Marie had two suitors - a young man close to her age named Frederick Manning and an older gentleman named Patrick O'Connor - who both proposed marriage. She chose Manning, who promised he had an inheritance coming, but she maintained a "friendship" with O'Connor that many believe to have been sexual.
When it became clear that Frederick's inheritance was not forthcoming (he may have lied about that part), Marie hatched a plan with him to murder O'Connor and rob his house of everything they could find. She invited O'Connor to dinner one night and shot him in the back of the head. Frederick finished him off with a chisel. They then stashed his body in a hole they'd dug under the kitchen flagstones ahead of time and packed it with quicklime to speed up the body's decomposition.
Over the next two days, Marie gathered whatever valuables and stock certificates she could find at O'Connor's residence. Two of O'Connor's colleagues came to their house asking about him, so Marie and Frederick fled London. Marie went to Edinburgh, where she was arrested after trying to sell some of O'Connor's stock certificates.
The couple blamed each other at trial and both were found guilty and publicly executed in 1849. Their case was such a sensation that an estimated 50,000 people showed up to witness their deaths. One of those people was Charles Dickens, whose letter of disgust to The Times helped pave the way for the abolition of public executions in Britain.
Body Count: 1
Fate: Publicly hanged alongside her husband and accomplice. Marie became the inspiration for one of Dickens's characters, Hortense, the maid in his novel Bleak House.
Dubbed "the Queen of Poisoners" by the French press, Marie Besnard was ultimately charged with 13 counts of murder. Her alleged victims included both her husbands, her father, her mother, a father-in-law, a mother-in-law, two friends, and a handful of relatives who left her their estates. Her second husband, Leon, confided to his mistress (both he and Marie had lovers on the side) that he was certain Marie was planning to kill him. When he finally died, Marie became a suspect. Leon's body tested positive for arsenic poisoning, and several other bodies associated with Marie were exhumed and also tested positive for arsenic.

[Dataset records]
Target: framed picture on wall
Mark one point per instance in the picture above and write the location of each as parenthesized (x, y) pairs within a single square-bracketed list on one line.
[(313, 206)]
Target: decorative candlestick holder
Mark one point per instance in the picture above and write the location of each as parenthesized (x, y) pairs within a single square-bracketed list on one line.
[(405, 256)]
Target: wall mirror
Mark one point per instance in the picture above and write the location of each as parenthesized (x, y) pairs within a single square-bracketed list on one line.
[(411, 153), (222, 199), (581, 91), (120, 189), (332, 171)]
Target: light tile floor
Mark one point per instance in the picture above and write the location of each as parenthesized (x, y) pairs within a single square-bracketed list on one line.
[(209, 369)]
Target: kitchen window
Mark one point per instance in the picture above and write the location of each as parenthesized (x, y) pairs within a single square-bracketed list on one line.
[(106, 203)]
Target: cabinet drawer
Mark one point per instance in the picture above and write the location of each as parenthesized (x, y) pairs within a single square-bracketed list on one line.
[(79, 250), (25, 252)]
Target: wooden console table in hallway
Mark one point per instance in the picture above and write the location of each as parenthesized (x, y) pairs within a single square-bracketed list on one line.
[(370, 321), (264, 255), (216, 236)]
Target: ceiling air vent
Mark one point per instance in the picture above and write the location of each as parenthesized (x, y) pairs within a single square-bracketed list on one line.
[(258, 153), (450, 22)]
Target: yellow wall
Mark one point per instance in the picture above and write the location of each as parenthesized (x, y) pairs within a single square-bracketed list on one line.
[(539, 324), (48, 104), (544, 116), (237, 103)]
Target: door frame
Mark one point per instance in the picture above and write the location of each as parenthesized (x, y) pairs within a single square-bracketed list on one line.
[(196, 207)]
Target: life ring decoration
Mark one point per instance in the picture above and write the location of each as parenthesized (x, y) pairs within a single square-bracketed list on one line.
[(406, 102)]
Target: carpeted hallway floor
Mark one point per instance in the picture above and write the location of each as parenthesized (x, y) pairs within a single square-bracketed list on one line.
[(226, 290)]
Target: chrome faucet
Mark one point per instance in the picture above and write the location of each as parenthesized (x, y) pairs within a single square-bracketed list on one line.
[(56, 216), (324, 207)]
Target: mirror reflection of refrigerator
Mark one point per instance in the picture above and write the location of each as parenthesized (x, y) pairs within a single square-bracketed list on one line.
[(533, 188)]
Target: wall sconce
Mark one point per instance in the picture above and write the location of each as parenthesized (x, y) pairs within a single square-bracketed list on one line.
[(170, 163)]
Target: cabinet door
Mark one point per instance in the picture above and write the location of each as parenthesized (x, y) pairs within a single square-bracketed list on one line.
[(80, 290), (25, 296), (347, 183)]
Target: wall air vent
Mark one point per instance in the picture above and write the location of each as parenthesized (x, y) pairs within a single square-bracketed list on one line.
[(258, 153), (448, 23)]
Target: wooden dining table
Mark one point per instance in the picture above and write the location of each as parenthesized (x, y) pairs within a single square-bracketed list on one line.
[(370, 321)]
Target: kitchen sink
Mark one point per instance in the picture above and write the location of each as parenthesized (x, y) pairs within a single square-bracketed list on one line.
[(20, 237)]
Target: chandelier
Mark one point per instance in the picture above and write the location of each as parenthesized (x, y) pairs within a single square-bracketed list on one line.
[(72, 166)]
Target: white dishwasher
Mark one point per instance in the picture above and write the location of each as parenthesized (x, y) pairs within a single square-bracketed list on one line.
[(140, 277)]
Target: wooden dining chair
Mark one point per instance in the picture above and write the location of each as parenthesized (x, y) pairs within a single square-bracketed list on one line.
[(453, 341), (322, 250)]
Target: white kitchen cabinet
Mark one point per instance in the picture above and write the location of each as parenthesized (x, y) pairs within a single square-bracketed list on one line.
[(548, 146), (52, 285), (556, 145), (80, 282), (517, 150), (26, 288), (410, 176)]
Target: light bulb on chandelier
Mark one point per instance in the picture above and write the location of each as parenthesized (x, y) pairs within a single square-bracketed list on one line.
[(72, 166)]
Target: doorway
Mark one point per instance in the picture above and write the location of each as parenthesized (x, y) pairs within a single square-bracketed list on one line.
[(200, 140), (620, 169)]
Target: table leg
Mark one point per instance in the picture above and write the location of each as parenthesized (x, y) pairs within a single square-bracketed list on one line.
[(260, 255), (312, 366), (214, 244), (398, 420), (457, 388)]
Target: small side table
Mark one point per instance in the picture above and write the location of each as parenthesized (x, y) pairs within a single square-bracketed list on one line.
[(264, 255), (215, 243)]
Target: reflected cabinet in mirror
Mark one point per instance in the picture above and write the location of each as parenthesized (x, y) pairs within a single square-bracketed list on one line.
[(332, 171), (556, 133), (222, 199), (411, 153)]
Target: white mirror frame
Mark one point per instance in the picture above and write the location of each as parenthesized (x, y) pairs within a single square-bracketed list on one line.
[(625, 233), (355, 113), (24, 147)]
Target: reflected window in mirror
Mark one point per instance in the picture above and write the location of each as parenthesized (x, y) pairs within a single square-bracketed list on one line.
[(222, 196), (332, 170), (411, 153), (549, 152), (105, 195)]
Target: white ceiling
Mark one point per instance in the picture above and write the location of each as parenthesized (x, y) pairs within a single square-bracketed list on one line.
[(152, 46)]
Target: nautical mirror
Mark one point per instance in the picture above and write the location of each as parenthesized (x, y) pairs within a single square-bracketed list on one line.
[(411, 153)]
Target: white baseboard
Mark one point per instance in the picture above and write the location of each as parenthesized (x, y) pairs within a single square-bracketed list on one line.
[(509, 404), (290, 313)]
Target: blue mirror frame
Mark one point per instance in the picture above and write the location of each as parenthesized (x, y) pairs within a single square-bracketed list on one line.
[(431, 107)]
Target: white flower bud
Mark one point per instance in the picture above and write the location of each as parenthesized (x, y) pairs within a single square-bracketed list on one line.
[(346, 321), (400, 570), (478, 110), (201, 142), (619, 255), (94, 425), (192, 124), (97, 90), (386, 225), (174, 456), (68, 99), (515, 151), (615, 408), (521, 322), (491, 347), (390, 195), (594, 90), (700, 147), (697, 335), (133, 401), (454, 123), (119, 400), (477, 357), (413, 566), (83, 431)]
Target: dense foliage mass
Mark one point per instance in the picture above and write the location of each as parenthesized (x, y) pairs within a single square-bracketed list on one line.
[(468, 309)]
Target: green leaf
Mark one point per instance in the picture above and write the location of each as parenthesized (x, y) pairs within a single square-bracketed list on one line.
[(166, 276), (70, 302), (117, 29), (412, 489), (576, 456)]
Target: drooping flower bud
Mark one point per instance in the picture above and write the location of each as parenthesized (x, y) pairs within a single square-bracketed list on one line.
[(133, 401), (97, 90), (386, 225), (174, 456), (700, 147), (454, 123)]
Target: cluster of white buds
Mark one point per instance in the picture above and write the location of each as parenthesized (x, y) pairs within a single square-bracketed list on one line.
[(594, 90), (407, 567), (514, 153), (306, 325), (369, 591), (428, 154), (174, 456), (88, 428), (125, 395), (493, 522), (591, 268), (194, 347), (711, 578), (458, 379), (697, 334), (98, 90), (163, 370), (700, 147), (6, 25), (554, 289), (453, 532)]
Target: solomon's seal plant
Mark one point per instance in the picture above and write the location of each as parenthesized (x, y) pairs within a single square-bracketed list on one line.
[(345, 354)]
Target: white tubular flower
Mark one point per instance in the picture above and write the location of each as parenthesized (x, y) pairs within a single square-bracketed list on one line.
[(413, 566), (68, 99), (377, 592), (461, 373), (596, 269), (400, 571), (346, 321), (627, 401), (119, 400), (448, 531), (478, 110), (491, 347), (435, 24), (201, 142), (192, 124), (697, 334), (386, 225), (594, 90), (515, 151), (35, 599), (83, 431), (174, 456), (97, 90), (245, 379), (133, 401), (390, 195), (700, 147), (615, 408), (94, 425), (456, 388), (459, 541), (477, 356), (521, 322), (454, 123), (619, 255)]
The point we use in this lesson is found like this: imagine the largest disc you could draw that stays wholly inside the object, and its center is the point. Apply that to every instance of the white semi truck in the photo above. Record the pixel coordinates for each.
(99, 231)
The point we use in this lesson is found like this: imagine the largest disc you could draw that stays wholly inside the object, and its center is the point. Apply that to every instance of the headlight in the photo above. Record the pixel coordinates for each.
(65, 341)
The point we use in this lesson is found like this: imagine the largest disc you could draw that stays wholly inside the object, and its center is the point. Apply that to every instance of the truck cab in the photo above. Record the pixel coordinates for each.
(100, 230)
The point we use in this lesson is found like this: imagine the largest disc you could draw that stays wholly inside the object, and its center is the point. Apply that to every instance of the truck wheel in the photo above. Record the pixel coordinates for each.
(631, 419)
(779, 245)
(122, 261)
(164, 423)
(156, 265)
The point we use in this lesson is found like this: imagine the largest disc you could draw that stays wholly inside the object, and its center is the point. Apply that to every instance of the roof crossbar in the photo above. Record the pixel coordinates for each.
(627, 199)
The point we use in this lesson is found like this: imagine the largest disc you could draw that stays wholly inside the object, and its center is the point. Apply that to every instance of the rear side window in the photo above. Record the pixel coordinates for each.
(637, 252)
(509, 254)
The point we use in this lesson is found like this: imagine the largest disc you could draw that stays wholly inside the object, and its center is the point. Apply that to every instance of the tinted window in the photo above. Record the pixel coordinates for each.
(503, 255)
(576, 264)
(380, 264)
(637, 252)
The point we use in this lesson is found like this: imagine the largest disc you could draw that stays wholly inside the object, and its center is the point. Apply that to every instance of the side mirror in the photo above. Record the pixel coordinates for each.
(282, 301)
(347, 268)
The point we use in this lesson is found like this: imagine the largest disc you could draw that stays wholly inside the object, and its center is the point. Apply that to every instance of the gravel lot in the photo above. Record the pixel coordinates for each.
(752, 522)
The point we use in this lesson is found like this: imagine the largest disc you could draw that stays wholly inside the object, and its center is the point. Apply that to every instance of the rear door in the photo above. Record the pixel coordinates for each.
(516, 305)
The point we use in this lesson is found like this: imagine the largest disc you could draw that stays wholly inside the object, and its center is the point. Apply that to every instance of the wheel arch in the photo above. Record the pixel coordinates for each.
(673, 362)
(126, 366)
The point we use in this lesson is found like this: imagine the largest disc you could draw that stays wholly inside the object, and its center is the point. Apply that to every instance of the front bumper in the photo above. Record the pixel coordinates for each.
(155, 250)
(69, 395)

WORK TASK A
Rewrite the part of the murder-case excerpt that opens with the words containing "When it became" and closes with "the body's decomposition.", swapping "chisel" for "hammer".
WORK TASK B
Extend the murder-case excerpt by writing what comes next after its final sentence.
The dataset records are separate material, apart from the murder-case excerpt.

ANSWER SECTION A
When it became clear that Frederick's inheritance was not forthcoming (he may have lied about that part), Marie hatched a plan with him to murder O'Connor and rob his house of everything they could find. She invited O'Connor to dinner one night and shot him in the back of the head. Frederick finished him off with a hammer. They then stashed his body in a hole they'd dug under the kitchen flagstones ahead of time and packed it with quicklime to speed up the body's decomposition.

ANSWER SECTION B
Marie was tried three times over 10 years in French courts. Her first two trials were declared mistrials, and her third got her an acquittal, even though few people doubted her guilt.
According to legend, Tillie Klimek claimed have a knack for predicting the impending deaths of those around her.
Among her predictions were the deaths of her first, second, third, and fourth husbands; the deaths of three children from a family that had given her some trouble; the deaths of several dogs in the neighborhood; and the death of her fifth husband, Anton, who was saved only because family members found him sick and had his stomach pumped.
Sure enough, his food had been poisoned with arsenic, and Klimek was arrested. She confessed to trying to kill him, and she was given a life sentence.
She was not allowed to cook for any fellow inmates in prison, either, and suddenly, her psychic powers went away.
Amy Archer-Gilligan ran a nursing home in Connecticut from 1907 to 1917, where many people perished. That, by itself, probably wouldn't have raised suspicions at the time, since medical science wasn't very advanced back then.
It was the deaths of Archer-Gilligan's two husbands that first piqued suspicions. Her first husband, James Archer, died in 1910, making Amy the beneficiary of his recently purchased life insurance policy. Her second husband, Michael Gilligan, died after only three months of marriage, also leaving Archer-Gilligan a substantial life insurance policy. Some people close to Archer-Gilligan began to have doubts about her.
Then, a complaint from a relative of one of the patients who'd died under Archer-Gilligan's care led to a police investigation and several exhumations. Both of her husbands' bodies and those of all the patients who were exhumed tested positive for arsenic.
Nonetheless, she was tried on only one count of murder, and she was sentenced to death. However, she was granted a new trial and her death sentence was commuted to life in prison.